[Dataset entries]
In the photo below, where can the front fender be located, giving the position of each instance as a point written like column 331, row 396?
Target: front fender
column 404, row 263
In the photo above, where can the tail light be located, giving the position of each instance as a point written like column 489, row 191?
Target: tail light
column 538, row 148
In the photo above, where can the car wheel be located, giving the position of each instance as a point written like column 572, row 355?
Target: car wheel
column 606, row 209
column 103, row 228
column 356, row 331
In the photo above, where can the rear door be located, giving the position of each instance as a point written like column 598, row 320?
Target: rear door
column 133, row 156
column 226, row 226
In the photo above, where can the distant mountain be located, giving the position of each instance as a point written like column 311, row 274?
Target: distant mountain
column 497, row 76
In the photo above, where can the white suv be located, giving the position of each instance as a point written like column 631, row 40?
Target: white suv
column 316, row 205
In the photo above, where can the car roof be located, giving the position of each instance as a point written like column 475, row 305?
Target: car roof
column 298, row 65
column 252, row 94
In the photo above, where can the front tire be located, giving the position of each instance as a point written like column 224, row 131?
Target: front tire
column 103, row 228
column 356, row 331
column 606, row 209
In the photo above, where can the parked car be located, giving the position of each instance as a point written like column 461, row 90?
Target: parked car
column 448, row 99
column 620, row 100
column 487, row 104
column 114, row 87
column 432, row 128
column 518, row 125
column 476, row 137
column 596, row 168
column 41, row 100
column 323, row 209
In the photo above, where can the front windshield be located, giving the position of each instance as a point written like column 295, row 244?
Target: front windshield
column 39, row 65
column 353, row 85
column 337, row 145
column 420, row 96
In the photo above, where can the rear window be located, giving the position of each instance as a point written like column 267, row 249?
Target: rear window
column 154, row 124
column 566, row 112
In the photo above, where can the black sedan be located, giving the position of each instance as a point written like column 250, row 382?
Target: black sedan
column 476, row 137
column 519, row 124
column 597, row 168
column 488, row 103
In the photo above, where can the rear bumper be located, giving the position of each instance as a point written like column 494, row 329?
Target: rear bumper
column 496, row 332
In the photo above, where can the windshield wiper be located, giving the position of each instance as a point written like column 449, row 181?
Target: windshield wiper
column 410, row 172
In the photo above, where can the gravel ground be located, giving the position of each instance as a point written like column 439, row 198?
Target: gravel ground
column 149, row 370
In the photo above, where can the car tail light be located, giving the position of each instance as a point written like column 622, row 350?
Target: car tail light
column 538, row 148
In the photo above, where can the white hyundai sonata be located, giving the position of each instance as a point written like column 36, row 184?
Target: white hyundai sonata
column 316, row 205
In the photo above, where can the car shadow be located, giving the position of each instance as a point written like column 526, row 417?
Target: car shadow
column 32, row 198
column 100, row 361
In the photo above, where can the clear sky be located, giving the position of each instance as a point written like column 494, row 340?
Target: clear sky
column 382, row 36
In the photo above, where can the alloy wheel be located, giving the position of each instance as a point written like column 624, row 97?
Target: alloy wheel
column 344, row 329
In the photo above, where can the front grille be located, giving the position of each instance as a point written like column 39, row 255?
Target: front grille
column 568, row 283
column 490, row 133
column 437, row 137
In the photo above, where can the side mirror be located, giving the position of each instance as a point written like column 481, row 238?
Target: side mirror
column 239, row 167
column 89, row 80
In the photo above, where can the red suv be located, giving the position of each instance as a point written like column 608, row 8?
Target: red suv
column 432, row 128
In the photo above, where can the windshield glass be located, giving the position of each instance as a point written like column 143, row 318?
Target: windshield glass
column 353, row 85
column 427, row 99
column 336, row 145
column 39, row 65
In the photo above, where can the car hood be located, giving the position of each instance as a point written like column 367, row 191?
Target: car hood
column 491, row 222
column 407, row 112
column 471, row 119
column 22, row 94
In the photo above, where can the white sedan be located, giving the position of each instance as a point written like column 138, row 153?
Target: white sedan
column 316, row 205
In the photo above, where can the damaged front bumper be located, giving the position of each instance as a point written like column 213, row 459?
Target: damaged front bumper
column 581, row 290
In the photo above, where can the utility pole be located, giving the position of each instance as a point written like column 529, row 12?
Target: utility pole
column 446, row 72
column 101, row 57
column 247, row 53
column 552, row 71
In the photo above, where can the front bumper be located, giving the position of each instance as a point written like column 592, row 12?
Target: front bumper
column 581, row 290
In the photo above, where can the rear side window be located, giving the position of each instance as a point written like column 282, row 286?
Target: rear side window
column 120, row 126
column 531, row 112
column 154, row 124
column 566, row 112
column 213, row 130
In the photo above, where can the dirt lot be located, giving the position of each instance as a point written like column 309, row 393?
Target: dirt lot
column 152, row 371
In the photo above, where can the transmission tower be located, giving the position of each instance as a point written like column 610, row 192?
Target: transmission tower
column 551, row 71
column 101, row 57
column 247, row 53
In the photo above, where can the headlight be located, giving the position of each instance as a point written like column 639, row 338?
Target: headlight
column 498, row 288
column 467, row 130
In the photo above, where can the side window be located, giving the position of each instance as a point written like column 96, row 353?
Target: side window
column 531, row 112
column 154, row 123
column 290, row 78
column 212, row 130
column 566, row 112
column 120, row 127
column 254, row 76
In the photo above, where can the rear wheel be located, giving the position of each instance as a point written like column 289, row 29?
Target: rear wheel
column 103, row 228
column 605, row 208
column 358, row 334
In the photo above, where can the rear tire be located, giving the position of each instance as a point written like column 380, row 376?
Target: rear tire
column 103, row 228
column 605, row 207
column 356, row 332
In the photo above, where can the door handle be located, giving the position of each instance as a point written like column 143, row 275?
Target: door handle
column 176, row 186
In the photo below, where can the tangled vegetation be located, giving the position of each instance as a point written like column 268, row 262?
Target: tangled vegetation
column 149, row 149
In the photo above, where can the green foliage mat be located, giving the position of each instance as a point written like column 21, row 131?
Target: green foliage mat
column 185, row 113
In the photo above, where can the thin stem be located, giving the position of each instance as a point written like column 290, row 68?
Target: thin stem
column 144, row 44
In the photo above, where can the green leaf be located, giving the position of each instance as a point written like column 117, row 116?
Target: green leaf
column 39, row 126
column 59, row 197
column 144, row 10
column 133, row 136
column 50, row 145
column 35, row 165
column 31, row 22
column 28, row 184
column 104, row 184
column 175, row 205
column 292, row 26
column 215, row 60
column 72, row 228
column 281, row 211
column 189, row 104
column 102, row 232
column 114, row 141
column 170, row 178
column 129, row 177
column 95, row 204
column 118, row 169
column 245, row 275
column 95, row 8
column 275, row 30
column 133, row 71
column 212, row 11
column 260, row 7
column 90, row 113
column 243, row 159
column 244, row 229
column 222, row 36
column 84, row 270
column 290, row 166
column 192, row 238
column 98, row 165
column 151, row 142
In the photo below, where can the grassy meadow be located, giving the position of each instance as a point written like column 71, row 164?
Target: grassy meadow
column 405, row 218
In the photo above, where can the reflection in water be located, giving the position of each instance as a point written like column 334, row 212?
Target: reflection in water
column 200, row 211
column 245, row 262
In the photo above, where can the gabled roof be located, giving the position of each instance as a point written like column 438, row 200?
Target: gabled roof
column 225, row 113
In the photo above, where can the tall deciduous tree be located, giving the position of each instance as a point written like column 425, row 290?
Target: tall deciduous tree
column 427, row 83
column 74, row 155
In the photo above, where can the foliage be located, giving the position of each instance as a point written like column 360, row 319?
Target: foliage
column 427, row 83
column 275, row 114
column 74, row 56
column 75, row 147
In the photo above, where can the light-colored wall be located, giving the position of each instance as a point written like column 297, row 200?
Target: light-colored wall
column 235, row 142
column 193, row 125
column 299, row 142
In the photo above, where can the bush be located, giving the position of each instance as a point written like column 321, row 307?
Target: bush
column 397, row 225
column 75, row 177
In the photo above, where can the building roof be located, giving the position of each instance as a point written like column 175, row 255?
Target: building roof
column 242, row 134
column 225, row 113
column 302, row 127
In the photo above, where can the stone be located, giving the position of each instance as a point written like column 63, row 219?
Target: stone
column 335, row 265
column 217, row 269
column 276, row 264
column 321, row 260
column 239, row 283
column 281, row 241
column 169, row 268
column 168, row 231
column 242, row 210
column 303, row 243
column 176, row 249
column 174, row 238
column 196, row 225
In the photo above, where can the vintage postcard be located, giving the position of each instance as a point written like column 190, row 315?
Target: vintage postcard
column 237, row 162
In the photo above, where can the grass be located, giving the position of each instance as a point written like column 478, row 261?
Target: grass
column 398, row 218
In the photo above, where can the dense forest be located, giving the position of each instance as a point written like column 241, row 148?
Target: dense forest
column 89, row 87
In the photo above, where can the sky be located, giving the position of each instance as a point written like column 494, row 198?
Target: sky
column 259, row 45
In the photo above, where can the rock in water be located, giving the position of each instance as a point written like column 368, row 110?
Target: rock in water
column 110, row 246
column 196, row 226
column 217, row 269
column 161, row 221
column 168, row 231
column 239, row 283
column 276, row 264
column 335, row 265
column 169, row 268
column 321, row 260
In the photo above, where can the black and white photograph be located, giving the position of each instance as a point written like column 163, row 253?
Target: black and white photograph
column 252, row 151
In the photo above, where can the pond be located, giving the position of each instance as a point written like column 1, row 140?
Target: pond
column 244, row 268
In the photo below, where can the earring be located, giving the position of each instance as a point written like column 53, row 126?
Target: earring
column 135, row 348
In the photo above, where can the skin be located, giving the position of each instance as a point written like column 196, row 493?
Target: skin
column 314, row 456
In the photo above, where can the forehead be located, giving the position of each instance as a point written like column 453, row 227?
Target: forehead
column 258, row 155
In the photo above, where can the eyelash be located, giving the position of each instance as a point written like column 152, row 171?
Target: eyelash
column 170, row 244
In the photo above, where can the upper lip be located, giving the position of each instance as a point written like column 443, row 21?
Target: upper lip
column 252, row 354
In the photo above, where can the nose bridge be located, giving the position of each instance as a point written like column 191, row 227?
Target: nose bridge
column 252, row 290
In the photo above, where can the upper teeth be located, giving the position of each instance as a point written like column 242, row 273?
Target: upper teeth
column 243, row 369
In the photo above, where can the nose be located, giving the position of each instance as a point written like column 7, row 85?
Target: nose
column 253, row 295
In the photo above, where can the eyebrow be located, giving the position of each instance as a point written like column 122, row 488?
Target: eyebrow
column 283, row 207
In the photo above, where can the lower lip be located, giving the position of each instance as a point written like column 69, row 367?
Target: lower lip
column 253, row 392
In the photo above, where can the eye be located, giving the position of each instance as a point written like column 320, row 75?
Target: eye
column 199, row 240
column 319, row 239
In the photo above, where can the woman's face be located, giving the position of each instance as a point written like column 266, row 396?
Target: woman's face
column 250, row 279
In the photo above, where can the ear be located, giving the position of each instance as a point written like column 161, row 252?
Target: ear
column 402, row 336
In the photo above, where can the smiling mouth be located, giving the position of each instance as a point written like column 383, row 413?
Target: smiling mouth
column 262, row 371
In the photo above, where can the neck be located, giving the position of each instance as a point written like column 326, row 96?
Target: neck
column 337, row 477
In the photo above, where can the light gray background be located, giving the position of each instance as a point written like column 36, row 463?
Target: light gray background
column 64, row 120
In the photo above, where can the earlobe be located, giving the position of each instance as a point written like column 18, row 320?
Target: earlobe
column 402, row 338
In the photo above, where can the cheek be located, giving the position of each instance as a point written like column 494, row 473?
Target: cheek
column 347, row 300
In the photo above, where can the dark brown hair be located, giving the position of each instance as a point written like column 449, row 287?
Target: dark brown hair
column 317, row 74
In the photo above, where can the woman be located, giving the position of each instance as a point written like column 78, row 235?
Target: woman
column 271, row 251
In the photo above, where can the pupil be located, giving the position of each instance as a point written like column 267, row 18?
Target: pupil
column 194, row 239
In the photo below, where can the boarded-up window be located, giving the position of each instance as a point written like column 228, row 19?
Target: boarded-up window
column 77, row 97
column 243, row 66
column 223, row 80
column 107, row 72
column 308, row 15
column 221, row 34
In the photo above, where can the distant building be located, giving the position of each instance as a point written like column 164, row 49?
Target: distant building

> _Work to be completed_
Look over the entries for "below", then copy every line that includes that string.

> _Worked solution_
In the photo below, where can the front fender be located, giving the position of each instance as a point written like column 331, row 396?
In the photo below, where can the tangled vegetation be located, giving the position of each instance as a point written like column 268, row 262?
In the photo below, where can the grassy meadow be located, giving the position of each instance as a point written like column 71, row 164?
In the photo below, where can the earring be located, giving the position of each instance as a point written like column 53, row 126?
In the photo below, where can the boarded-up window be located, giving the position of each instance as a point written like column 228, row 19?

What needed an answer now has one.